EXERCISE DIRECTIONS: Report, in full, each line of the material below in which the string "glare" occurs.

ENTRIES SHOWN:
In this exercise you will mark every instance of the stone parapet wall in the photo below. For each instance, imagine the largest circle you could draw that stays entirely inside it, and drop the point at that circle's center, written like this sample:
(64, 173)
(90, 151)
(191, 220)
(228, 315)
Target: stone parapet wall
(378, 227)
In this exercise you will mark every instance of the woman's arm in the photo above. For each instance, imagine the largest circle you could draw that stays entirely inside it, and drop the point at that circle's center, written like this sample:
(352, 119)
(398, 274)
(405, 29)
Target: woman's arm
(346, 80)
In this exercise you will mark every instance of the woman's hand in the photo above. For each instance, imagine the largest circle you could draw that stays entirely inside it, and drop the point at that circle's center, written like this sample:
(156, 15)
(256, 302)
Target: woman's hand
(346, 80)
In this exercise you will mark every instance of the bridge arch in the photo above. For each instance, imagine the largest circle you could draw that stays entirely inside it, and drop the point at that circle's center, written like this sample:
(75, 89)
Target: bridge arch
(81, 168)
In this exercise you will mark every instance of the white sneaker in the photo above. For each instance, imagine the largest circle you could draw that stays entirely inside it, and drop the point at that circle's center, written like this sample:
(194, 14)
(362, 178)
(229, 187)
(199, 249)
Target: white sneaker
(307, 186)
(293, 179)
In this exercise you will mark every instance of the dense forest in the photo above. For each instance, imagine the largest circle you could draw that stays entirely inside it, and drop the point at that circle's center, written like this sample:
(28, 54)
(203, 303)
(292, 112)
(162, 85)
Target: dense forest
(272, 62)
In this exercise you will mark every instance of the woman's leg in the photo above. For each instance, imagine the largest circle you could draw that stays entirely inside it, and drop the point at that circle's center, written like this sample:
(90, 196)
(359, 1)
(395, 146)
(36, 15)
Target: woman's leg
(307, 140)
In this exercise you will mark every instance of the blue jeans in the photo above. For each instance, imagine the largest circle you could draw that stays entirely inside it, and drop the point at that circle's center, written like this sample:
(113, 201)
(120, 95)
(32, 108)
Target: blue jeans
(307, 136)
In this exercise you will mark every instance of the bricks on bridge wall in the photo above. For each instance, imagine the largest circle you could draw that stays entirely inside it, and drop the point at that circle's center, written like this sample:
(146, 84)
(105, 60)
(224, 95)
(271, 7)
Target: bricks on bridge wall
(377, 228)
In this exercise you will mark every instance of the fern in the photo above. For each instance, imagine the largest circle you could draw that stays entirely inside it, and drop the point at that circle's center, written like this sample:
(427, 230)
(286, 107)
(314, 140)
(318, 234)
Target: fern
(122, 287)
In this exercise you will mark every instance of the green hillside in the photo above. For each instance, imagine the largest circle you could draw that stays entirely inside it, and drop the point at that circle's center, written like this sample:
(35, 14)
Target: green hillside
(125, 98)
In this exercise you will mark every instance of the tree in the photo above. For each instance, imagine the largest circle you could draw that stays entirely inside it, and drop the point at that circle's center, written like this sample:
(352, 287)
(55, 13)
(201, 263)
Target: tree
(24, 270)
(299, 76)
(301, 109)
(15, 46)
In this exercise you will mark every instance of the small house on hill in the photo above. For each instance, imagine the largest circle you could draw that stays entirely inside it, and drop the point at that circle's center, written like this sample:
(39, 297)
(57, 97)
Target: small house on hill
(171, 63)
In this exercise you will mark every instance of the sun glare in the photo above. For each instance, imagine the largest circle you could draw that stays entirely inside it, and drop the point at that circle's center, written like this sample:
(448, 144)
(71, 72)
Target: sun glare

SOLUTION TO THE PROBLEM:
In this exercise you will mark every instance of the sun glare in the photo above. For each instance, imagine the largest circle you could draw that stays entirely inside it, and drop the point at that circle's center, written like this sample:
Target: sun glare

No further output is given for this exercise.